■ Items ■
● ● ●

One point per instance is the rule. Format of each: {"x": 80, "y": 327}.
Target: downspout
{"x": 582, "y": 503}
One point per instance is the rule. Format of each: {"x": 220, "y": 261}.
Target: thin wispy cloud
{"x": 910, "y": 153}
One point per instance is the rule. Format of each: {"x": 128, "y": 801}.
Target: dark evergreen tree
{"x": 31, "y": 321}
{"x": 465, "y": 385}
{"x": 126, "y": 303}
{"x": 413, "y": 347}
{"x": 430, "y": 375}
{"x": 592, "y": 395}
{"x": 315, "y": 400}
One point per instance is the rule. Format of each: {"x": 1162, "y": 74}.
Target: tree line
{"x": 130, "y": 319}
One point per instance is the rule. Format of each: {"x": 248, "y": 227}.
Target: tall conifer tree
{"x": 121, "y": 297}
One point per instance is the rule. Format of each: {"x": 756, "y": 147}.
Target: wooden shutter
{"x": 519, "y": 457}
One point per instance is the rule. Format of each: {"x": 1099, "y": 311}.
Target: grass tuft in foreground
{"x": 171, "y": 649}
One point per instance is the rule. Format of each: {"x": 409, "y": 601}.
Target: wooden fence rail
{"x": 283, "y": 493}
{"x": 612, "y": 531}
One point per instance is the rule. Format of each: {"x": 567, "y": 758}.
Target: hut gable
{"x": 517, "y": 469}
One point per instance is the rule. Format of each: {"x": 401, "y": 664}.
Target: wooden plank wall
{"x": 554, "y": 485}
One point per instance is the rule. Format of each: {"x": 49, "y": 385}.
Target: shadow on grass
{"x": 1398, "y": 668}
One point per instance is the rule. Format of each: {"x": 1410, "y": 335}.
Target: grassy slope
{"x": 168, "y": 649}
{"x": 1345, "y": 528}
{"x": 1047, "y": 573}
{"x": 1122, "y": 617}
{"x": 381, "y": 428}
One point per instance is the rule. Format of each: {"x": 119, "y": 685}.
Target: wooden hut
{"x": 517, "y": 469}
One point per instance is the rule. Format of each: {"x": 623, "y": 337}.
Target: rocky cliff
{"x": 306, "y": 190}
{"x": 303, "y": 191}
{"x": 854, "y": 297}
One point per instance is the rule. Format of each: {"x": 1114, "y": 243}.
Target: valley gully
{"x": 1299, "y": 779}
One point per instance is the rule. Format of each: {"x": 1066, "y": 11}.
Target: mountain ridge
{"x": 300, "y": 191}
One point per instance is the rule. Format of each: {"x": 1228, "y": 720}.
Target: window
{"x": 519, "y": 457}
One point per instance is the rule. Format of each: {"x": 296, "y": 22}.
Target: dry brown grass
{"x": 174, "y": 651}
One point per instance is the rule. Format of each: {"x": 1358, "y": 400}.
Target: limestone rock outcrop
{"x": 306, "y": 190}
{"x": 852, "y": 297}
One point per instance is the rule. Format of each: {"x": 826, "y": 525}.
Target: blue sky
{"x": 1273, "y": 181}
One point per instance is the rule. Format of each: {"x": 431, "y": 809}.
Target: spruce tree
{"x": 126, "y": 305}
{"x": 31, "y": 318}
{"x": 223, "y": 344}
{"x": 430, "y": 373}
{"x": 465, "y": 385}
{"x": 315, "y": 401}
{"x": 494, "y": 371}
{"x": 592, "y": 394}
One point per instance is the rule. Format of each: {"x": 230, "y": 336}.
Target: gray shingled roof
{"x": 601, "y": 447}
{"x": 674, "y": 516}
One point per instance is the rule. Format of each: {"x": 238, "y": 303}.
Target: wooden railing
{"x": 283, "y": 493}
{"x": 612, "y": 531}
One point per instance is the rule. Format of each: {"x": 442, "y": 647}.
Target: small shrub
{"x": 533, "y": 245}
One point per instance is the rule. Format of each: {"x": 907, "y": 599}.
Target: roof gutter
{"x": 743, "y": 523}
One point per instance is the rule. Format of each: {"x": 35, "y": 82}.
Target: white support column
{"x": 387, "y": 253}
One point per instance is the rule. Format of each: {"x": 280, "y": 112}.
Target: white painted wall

● ● ●

■ Exercise requirements ■
Repeat each of the entries above precisely as given.

■ Result of the task ■
One point per instance is the rule. Format of each: {"x": 80, "y": 327}.
Target: downspout
{"x": 582, "y": 503}
One point per instance is the rule. Format of each: {"x": 220, "y": 261}.
Target: thin wispy cloud
{"x": 910, "y": 153}
One point per instance is the rule. Format of each: {"x": 128, "y": 801}.
Target: dark evergreen tree
{"x": 31, "y": 321}
{"x": 465, "y": 385}
{"x": 126, "y": 303}
{"x": 413, "y": 347}
{"x": 430, "y": 375}
{"x": 592, "y": 395}
{"x": 315, "y": 400}
One point per instance is the rule. Format of each: {"x": 1162, "y": 74}.
Target: tree line
{"x": 130, "y": 319}
One point per instance is the rule. Format of each: {"x": 248, "y": 227}.
Target: tall conifer tree
{"x": 121, "y": 297}
One point per instance is the rule. Format of each: {"x": 756, "y": 147}.
Target: wooden shutter
{"x": 519, "y": 457}
One point per instance is the rule. Format of each: {"x": 1099, "y": 311}.
Target: grass tuft in foreground
{"x": 171, "y": 649}
One point per instance is the rule. Format of each: {"x": 409, "y": 601}.
Target: wooden fence rail
{"x": 283, "y": 493}
{"x": 612, "y": 531}
One point per instance is the rule. Format of each: {"x": 567, "y": 758}.
Target: hut gable
{"x": 517, "y": 469}
One point per instance is the rule. Format of each: {"x": 401, "y": 664}.
Target: wooden plank wall
{"x": 554, "y": 485}
One point per instance is the rule. Format of each: {"x": 49, "y": 385}.
Target: shadow on grass
{"x": 1398, "y": 668}
One point per instance is the rule. Format of each: {"x": 1410, "y": 335}.
Target: grassy slope
{"x": 168, "y": 649}
{"x": 1345, "y": 528}
{"x": 1047, "y": 573}
{"x": 1122, "y": 617}
{"x": 381, "y": 428}
One point per instance is the rule. Format of each: {"x": 119, "y": 685}.
Target: wooden hut
{"x": 517, "y": 469}
One point per instance is the rule. Format of each: {"x": 623, "y": 337}.
Target: rocky cliff
{"x": 306, "y": 190}
{"x": 303, "y": 191}
{"x": 854, "y": 297}
One point per instance is the rule. Format of each: {"x": 1114, "y": 243}.
Target: valley gully
{"x": 1299, "y": 779}
One point per instance is the rule. Format of each: {"x": 1066, "y": 11}.
Target: mountain ridge
{"x": 300, "y": 191}
One point per instance is the rule. Format of each: {"x": 1228, "y": 720}.
Target: window
{"x": 519, "y": 457}
One point per instance is the rule. Format of each: {"x": 296, "y": 22}.
Target: dry brown grass
{"x": 174, "y": 651}
One point per instance is the rule. Format of each: {"x": 1358, "y": 400}.
Target: limestone rock outcrop
{"x": 306, "y": 190}
{"x": 852, "y": 297}
One point per instance is the rule. Format of each: {"x": 826, "y": 525}.
Target: blue sky
{"x": 1273, "y": 181}
One point per instance is the rule. Format of each: {"x": 431, "y": 809}.
Target: spruce tree
{"x": 126, "y": 305}
{"x": 31, "y": 318}
{"x": 223, "y": 344}
{"x": 430, "y": 373}
{"x": 465, "y": 385}
{"x": 315, "y": 401}
{"x": 494, "y": 371}
{"x": 592, "y": 394}
One point per instance is the rule. Format of each: {"x": 230, "y": 336}.
Target: gray shingled roof
{"x": 601, "y": 447}
{"x": 674, "y": 516}
One point per instance is the rule. Format of each: {"x": 238, "y": 303}.
Target: wooden railing
{"x": 283, "y": 493}
{"x": 612, "y": 531}
One point per instance is the rule. Format of each: {"x": 442, "y": 647}.
Target: small shrub
{"x": 533, "y": 245}
One point per instance is the rule. Format of each: {"x": 907, "y": 599}.
Target: roof gutter
{"x": 743, "y": 523}
One point per instance is the rule. Format of each: {"x": 35, "y": 82}.
Target: white support column
{"x": 387, "y": 253}
One point per instance is the rule. Format of each: {"x": 280, "y": 112}.
Target: white painted wall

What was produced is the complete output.